-- START OF Data to process --
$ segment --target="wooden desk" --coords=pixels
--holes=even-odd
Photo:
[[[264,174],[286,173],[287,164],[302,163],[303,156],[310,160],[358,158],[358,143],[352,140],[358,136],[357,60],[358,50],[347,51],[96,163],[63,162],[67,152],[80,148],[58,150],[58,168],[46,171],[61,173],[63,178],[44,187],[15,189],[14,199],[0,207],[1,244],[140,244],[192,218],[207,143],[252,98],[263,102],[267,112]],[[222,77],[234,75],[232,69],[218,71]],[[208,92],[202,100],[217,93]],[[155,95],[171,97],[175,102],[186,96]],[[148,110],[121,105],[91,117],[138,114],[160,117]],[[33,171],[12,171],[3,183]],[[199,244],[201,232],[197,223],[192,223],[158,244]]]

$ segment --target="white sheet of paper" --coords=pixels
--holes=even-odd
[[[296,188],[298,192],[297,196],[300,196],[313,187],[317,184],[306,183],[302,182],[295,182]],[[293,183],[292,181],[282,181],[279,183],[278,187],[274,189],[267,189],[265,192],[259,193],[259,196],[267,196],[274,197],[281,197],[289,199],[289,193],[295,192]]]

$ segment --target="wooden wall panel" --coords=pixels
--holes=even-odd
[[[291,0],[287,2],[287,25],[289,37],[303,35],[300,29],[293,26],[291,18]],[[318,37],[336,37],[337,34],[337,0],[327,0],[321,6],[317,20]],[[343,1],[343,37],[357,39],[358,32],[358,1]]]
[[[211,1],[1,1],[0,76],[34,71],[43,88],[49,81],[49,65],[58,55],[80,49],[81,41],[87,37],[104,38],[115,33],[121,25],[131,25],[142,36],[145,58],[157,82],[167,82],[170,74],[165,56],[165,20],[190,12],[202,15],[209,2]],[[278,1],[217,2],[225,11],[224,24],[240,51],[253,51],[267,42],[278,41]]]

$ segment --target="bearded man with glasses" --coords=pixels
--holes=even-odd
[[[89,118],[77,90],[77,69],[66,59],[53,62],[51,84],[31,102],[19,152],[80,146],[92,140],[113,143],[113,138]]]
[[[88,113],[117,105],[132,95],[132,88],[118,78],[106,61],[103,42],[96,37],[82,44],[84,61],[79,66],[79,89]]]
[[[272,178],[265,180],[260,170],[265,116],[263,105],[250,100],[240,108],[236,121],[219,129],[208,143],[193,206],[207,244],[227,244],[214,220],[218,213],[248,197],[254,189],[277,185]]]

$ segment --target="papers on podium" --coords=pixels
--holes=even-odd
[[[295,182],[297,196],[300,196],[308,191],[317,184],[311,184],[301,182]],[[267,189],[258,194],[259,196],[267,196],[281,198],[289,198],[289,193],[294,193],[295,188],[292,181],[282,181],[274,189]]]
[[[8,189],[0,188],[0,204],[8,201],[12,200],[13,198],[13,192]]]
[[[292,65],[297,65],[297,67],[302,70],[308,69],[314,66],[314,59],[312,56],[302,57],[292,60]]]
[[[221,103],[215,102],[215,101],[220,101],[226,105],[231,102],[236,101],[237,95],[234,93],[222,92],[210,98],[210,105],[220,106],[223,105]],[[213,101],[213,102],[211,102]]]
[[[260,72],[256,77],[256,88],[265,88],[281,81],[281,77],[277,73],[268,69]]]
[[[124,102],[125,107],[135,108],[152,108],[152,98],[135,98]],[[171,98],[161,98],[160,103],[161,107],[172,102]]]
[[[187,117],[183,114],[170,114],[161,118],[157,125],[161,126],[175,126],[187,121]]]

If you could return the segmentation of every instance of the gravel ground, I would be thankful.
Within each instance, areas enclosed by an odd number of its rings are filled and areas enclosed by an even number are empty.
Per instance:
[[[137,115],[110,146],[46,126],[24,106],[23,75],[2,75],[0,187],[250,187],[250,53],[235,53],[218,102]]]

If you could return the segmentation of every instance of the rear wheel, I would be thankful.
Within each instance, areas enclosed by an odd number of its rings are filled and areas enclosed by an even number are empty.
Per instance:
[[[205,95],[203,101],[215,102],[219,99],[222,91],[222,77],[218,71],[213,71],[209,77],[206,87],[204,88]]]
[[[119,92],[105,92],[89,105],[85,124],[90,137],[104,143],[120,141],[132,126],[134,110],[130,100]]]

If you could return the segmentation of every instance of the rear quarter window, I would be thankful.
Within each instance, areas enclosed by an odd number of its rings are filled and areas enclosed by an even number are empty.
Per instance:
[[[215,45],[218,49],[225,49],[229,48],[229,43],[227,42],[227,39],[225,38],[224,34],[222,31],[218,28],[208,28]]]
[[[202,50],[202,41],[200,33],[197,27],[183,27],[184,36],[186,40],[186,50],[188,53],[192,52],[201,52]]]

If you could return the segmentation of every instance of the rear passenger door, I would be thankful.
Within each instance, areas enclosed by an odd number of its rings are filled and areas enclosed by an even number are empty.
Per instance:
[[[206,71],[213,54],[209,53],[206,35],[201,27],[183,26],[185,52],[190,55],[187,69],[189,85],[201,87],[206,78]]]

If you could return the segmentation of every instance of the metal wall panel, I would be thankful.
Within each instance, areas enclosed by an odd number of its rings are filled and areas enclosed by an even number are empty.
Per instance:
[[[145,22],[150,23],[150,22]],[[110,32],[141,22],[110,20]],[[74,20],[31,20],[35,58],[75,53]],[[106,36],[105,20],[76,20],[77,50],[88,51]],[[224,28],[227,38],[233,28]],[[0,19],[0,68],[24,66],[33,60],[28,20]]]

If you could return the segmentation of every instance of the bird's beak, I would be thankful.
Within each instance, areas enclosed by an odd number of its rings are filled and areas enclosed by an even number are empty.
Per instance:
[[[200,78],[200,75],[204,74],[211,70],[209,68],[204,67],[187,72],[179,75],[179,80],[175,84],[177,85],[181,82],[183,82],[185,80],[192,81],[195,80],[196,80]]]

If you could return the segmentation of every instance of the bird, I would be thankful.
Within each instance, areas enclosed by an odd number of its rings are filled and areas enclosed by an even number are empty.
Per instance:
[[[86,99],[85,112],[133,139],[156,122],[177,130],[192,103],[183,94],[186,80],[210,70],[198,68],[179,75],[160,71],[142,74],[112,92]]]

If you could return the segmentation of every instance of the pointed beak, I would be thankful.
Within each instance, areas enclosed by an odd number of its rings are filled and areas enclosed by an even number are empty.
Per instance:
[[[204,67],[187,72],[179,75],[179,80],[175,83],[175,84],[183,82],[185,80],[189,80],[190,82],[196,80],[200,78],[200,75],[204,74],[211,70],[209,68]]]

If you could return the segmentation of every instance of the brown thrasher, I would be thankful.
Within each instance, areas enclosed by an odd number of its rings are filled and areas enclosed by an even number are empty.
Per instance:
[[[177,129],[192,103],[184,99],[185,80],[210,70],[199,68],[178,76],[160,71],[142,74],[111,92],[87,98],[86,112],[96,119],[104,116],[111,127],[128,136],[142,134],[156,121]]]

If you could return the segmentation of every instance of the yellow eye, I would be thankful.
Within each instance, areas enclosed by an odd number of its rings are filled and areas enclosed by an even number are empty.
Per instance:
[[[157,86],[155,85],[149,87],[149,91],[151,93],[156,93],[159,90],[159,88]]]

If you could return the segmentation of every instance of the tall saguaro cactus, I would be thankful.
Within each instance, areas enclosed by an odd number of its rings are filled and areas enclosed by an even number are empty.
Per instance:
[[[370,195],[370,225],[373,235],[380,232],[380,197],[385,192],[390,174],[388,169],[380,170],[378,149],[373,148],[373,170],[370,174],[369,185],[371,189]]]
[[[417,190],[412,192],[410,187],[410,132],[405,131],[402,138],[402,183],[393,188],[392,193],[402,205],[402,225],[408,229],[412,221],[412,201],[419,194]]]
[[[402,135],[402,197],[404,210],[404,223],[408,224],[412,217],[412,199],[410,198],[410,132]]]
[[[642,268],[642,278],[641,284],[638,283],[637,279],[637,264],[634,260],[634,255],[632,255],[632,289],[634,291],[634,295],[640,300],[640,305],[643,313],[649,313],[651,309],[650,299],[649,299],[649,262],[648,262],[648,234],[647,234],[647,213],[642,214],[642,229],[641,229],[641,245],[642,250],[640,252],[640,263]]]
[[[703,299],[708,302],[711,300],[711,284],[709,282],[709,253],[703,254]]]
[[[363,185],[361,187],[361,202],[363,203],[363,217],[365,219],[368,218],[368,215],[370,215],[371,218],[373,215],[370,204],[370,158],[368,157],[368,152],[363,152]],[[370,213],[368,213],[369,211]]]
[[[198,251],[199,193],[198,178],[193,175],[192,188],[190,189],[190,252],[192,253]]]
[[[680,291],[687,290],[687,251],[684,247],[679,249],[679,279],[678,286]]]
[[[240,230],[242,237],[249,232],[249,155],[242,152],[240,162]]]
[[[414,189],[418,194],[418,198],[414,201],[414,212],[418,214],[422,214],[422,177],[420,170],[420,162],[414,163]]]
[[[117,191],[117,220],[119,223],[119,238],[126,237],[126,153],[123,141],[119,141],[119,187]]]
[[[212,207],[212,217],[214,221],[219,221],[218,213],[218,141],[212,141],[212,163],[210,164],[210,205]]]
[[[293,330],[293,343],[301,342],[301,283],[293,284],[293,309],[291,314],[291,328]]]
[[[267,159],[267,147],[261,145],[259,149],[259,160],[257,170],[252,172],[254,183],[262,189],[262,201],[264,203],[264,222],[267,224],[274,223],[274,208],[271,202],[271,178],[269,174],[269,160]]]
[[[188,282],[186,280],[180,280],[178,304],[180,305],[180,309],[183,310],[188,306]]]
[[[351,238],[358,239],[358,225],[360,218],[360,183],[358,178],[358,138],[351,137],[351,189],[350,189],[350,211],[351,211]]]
-- END OF Data to process --
-- START OF Data to process --
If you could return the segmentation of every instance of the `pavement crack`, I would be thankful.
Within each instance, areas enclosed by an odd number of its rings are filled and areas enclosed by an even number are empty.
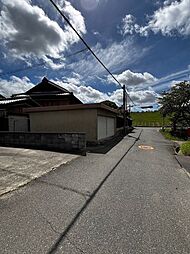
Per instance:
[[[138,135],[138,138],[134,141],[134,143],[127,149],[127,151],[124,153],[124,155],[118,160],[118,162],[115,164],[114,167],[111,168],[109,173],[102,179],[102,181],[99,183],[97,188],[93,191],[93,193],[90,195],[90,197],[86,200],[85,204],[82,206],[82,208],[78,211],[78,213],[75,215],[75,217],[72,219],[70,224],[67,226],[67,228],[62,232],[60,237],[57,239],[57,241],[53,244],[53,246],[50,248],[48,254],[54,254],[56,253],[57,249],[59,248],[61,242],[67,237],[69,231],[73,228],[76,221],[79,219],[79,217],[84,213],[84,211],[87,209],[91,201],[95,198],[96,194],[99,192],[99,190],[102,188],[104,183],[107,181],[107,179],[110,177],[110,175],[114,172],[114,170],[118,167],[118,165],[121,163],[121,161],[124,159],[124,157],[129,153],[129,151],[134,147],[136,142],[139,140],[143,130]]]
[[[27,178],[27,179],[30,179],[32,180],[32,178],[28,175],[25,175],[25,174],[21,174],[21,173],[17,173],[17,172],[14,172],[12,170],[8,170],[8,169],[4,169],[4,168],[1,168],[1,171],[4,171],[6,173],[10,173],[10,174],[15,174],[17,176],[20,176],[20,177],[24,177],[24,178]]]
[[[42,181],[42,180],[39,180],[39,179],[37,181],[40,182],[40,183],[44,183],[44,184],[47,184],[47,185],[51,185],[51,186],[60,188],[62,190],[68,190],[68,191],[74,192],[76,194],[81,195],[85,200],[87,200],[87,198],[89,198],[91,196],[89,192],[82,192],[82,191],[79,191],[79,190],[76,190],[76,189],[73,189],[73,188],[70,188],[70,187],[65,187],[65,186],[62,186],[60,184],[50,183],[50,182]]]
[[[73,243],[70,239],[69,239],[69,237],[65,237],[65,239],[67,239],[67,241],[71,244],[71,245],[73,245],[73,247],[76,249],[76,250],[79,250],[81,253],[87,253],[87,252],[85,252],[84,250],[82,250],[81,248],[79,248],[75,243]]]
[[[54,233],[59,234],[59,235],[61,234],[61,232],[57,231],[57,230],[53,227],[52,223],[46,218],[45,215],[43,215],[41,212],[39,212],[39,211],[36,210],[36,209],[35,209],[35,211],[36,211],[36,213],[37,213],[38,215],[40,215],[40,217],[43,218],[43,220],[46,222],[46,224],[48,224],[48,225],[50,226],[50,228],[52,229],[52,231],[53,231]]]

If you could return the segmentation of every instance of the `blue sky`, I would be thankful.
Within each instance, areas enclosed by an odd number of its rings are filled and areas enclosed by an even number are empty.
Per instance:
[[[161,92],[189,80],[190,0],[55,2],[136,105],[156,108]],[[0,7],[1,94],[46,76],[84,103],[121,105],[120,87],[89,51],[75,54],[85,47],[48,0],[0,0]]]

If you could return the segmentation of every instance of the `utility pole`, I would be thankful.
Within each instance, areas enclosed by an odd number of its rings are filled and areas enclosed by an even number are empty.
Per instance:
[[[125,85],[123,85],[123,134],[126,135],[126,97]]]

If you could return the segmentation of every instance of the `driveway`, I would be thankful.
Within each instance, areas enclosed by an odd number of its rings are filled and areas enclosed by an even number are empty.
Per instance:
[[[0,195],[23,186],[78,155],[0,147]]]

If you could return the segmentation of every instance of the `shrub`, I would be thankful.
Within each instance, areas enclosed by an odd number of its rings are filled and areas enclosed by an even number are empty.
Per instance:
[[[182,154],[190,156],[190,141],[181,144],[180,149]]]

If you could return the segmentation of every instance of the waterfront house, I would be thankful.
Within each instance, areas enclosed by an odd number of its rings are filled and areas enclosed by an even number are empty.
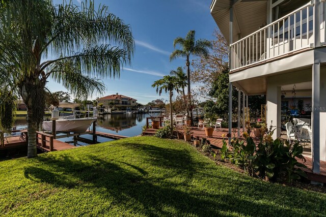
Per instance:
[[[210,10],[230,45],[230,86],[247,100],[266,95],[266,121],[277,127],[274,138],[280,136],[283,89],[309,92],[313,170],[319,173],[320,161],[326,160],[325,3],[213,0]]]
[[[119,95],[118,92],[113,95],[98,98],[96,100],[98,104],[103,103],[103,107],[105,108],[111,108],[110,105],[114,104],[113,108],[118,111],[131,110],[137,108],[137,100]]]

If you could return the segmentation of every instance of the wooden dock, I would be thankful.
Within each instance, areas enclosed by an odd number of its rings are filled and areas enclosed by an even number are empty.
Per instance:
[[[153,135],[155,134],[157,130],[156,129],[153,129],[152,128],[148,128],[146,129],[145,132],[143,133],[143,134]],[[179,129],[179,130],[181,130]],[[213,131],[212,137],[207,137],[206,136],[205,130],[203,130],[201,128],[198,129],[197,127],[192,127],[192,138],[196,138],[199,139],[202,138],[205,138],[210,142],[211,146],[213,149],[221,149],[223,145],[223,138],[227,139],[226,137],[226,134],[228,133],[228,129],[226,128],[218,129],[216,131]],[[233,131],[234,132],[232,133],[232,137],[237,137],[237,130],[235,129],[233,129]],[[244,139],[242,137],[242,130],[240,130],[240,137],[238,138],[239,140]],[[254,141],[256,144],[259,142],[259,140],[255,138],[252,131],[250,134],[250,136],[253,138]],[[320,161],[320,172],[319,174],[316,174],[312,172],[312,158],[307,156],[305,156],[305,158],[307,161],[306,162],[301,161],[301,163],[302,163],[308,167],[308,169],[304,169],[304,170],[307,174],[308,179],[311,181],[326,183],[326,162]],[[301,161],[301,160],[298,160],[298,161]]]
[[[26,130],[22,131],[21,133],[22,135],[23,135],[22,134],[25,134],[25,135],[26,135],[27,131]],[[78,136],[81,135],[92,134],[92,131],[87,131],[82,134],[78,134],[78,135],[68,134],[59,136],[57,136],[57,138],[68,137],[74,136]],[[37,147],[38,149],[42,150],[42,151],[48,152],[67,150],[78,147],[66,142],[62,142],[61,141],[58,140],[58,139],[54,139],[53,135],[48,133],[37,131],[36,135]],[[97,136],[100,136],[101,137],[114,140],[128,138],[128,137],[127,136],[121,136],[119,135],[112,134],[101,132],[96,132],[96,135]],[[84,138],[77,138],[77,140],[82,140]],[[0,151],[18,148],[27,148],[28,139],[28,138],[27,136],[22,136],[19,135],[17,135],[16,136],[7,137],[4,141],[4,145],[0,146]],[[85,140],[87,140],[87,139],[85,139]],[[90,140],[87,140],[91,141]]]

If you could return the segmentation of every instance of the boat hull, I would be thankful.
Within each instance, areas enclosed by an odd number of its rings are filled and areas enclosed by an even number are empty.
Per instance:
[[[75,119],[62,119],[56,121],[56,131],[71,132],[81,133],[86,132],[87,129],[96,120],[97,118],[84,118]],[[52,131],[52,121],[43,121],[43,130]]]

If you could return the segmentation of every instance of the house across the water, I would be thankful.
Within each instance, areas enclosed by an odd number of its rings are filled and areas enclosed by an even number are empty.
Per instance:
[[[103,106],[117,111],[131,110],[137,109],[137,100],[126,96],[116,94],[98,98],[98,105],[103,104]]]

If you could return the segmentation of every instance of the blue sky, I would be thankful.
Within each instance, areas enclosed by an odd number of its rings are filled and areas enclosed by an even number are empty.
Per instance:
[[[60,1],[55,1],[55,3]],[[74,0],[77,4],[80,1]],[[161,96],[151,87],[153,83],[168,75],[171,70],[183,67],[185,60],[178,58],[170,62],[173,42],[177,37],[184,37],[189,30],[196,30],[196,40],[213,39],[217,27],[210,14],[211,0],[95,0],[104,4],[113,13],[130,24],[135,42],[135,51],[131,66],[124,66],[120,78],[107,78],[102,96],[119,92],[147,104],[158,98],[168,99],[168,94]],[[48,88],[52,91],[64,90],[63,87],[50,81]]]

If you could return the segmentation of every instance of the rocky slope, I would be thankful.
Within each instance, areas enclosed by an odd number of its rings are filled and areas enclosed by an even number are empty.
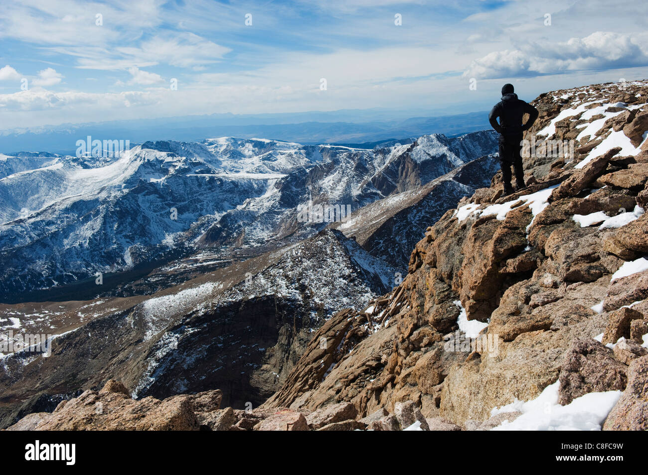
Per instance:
-- END OF Data to process --
Can you find every line above that contains the word "wall", with case counting, and copy each of those lines out in full?

◆ **Output for this exercise**
$ segment --target="wooden wall panel" --coords=pixels
If you could return the segmentation of every instance of the metal wall panel, I would be thankful.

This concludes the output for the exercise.